[Stored data entries]

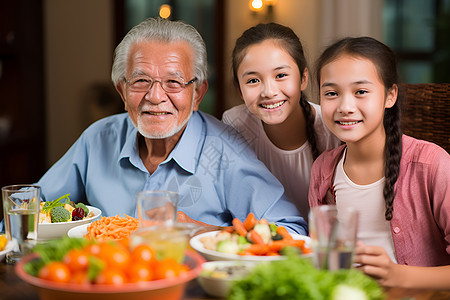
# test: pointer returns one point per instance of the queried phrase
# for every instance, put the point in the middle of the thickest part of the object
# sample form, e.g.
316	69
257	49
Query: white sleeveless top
291	167
368	200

**WORK ITEM**
Every entry above should be restated word for word, with the images left out.

**SOLUTION TO THIS TASK**
# test: pointer returns one point per instance of the queried phrase
# for every instance, put the point in the middle of the thickest part of the object
# sample form, e.g.
316	69
257	49
Query: white sleeveless top
291	167
368	200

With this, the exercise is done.